**Exercise requirements:**
Can you write the next part of the article below on the Loki episode "Ouroboros," picking up after its last sentence?

**Excerpted passage:**
- Promotional poster
- Episode no.: Season 2 Episode 1
- Directed by: Justin Benson; Aaron Moorhead;
- Written by: Eric Martin
- Cinematography by: Isaac Bauman
- Editing by: Calum Ross
- Original release date: October 5, 2023
- Running time: 47 minutes

Episode chronology
| ← Previous "For All Time. Always." | Next → "Breaking Brad" |
- Loki season 2

= Ouroboros (Loki) =

"Ouroboros" is the first episode of the second season and seventh episode overall of the American television series Loki, based on Marvel Comics featuring the character Loki. It sees Loki informing Mobius and Hunter B-15 about the existence of He Who Remains and his variants, while working with those two and Ouroboros to stop his time slipping. The episode is set in the Marvel Cinematic Universe (MCU), sharing continuity with the films of the franchise. It was written by head writer Eric Martin, and directed by Justin Benson and Aaron Moorhead.

Tom Hiddleston reprises his role as Loki from the film series, starring alongside Sophia Di Martino, Wunmi Mosaku (Hunter B-15), Eugene Cordero, Neil Ellice, and Owen Wilson (Mobius) reprising their roles from the first season, alongside Rafael Casal, Kate Dickie, Liz Carr, and Ke Huy Quan (Ouroboros). Development of the second season had begun by November 2020, which was formally confirmed in July 2021. In February 2022, Benson and Moorhead, and Martin were revealed to be directing and writing, respectively, the majority of the season.

"Ouroboros" was released on Disney+ on October 5, 2023. The episode received mostly positive reviews with praise for its visuals, direction, production design, the character of Ouroboros, and the performances of the cast (particularly Hiddleston, Wilson, and Quan).

== Plot ==

After Loki was sent through a time door by Sylvie at the Citadel at the End of Time, he is returned to the Time Variance Authority (TVA) headquarters, where he starts uncontrollably warping across time at the same location. Loki initially arrives in the past, where TVA employees do not know him and attempt to apprehend him. Later in the past, Loki discovers a recording of the TVA's creator, He Who Remains, praising the TVA's Ravonna Renslayer for working with him.

In the present, the TVA is in disarray due to the rapid branching of the Sacred Timeline, caused by Sylvie's killing of He Who Remains. Renslayer's absence leads to Judge Gamble and General Dox assuming leadership positions. Hunter B-15 and Mobius convince Gamble and Dox that TVA employees are all variants taken from branched timelines; Gamble is persuaded to order the TVA to stop eliminating branched timelines. Loki warps into the meeting and exposes He Who Remains's role as the mastermind behind the TVA. Loki warns Mobius of the threat of the many variants of He Who Remains. Dox has many TVA hunters heavily arm themselves for a supposed mission to find Sylvie.

**Records provided:**
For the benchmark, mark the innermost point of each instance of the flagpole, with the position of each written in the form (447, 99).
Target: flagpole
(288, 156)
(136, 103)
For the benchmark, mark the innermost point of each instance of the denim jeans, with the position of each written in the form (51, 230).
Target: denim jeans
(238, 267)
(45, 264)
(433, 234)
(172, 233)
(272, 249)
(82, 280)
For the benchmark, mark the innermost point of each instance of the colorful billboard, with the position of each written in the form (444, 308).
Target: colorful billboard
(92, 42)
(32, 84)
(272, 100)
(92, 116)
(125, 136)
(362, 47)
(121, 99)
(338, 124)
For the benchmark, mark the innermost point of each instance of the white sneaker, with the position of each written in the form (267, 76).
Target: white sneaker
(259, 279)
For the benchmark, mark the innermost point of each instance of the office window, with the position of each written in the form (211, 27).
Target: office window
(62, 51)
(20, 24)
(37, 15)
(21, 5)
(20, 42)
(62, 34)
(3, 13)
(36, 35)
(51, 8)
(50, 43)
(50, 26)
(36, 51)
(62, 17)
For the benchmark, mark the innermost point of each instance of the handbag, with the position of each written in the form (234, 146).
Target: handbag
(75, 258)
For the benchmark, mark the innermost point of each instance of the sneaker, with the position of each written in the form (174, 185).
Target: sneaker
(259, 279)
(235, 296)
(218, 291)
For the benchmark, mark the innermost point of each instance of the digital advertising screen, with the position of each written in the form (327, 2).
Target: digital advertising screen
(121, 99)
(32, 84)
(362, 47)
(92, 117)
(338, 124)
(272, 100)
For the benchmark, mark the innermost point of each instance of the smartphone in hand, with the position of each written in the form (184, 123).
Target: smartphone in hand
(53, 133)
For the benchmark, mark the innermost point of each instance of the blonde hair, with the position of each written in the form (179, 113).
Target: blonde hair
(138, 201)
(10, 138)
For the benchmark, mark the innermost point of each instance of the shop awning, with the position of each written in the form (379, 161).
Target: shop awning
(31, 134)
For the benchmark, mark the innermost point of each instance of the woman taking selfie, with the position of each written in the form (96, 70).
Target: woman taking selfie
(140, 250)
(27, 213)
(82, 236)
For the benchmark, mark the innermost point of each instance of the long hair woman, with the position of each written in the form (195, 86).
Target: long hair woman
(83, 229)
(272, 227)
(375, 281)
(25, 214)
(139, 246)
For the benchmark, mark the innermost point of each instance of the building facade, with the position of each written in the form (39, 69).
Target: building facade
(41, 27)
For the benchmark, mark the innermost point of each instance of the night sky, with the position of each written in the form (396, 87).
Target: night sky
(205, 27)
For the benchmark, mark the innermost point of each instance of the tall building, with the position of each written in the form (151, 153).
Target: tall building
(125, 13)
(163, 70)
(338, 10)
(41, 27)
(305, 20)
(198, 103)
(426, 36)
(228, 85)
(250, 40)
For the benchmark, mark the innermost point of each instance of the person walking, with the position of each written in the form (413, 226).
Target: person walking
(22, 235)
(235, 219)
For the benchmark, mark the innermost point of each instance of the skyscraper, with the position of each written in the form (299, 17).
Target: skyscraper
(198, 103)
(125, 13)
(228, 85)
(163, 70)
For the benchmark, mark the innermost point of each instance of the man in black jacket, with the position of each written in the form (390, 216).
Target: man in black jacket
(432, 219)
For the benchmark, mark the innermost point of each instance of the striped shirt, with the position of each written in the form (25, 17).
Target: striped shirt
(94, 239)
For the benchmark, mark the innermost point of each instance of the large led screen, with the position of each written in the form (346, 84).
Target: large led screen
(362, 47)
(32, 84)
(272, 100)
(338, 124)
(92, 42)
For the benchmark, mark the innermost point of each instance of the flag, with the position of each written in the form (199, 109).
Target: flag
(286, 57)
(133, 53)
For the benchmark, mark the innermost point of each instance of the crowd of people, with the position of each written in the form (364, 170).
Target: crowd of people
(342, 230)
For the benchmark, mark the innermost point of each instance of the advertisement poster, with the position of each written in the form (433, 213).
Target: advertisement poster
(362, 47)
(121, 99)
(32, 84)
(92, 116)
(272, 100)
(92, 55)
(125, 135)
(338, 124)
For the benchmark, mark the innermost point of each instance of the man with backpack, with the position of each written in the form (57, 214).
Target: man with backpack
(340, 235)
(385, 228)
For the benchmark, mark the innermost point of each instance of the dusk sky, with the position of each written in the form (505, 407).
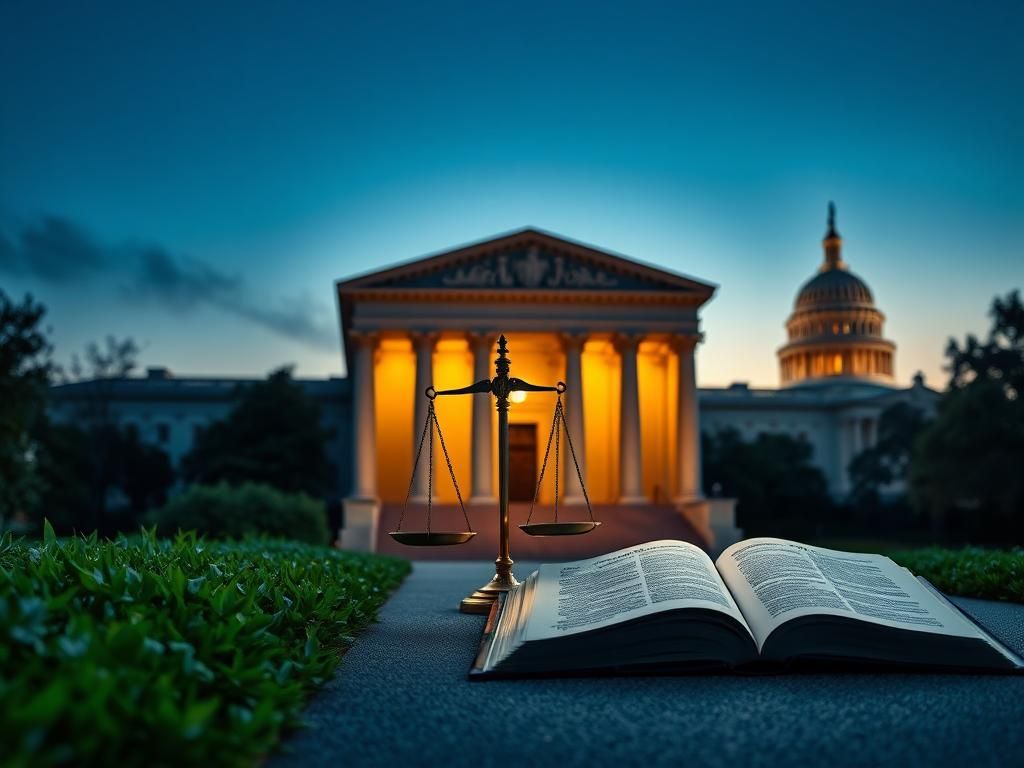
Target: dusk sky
(198, 177)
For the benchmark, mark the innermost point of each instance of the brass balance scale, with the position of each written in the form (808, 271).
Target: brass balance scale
(501, 386)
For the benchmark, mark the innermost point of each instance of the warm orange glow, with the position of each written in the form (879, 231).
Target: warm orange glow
(394, 375)
(600, 407)
(454, 369)
(652, 380)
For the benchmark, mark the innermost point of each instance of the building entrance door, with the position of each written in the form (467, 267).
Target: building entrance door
(522, 462)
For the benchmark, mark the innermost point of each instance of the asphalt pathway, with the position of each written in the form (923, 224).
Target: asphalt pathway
(401, 698)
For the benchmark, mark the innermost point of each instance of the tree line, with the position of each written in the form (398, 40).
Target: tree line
(91, 472)
(960, 475)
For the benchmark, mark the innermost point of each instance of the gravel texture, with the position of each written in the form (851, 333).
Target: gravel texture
(401, 698)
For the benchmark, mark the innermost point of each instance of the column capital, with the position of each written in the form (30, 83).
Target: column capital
(573, 339)
(424, 338)
(364, 338)
(685, 342)
(628, 341)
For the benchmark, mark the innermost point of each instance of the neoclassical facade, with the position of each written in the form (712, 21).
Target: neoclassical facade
(621, 334)
(837, 375)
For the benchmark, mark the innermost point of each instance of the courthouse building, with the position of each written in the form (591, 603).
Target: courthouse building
(622, 334)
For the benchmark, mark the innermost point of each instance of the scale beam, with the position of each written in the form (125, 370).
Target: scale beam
(501, 386)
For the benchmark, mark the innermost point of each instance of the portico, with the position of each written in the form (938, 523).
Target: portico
(621, 334)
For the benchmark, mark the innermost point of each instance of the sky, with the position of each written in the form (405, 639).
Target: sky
(197, 176)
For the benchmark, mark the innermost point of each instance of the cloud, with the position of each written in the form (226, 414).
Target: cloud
(53, 249)
(58, 251)
(181, 286)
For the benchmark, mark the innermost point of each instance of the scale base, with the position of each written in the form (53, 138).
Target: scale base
(481, 599)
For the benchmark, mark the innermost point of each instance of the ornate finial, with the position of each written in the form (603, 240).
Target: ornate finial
(832, 221)
(502, 360)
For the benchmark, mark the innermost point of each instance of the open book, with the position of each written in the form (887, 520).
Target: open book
(765, 600)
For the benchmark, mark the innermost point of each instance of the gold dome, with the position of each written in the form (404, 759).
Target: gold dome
(835, 330)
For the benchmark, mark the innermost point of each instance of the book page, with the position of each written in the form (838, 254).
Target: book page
(774, 581)
(631, 583)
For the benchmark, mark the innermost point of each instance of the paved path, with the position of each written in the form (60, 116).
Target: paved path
(401, 698)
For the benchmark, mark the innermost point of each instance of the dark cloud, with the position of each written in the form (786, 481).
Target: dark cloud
(55, 250)
(181, 286)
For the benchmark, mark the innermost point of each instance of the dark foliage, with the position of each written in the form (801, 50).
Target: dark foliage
(967, 464)
(148, 652)
(778, 491)
(25, 371)
(235, 511)
(272, 436)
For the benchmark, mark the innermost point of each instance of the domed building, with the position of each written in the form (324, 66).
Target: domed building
(835, 329)
(837, 374)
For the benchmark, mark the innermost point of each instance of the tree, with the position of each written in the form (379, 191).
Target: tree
(116, 456)
(966, 471)
(889, 460)
(25, 370)
(777, 488)
(272, 436)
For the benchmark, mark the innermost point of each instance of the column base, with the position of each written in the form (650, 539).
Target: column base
(361, 521)
(688, 499)
(634, 500)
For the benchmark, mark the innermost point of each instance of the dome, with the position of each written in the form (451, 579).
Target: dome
(835, 331)
(836, 288)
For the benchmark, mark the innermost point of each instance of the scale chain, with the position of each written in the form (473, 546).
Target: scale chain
(412, 480)
(544, 464)
(448, 460)
(583, 485)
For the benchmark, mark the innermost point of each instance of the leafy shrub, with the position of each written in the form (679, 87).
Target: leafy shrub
(157, 652)
(236, 511)
(972, 571)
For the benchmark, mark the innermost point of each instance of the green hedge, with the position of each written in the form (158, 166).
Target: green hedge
(148, 651)
(227, 511)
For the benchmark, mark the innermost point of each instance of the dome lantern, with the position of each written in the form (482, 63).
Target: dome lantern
(835, 331)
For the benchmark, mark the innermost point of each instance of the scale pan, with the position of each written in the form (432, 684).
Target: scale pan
(431, 538)
(559, 528)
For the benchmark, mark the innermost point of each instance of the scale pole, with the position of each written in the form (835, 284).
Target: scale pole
(504, 562)
(481, 600)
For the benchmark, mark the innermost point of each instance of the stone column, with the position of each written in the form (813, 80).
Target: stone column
(857, 425)
(483, 480)
(630, 459)
(687, 423)
(572, 343)
(846, 430)
(361, 508)
(423, 346)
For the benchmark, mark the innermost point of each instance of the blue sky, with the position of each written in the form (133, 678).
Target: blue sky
(198, 176)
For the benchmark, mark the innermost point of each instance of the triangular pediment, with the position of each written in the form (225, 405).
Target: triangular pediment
(526, 260)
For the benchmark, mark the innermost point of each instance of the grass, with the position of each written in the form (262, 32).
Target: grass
(972, 571)
(147, 651)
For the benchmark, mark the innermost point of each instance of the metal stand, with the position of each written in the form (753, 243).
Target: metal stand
(501, 386)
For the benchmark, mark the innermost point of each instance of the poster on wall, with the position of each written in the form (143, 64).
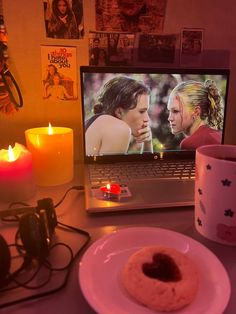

**Result for this task:**
To stop Loki's warping, Loki and Mobius meet TVA technician Ouroboros, who has been working alone for centuries. Ouroboros deduces that Loki is "time slipping", suggesting that it is caused by the timeline branches dangerously overloading the TVA's Temporal Loom. Ouroboros instructs Mobius to approach the Temporal Loom with the Temporal Aura Extractor device to extract Loki from the time stream as Loki "prunes" himself, which would release him from time.

Loki time slips to the future, where the TVA is being evacuated as the Loom goes critical. He tries to find a Timestick to prune himself, briefly encounters Sylvie, and is pruned from behind by someone at the last possible second. In the present, Ouroboros starts sealing off the Temporal Loom to protect the TVA, despite Mobius' protests to wait for Loki. Mobius successfully pulls Loki from the time stream, and the two tumble back into safety from the Temporal Loom, which becomes sealed off. Loki and Mobius set out to find Sylvie.

In a mid-credit scene, Sylvie enters a branched timeline in Broxton, Oklahoma in 1982, and visits a McDonald's restaurant.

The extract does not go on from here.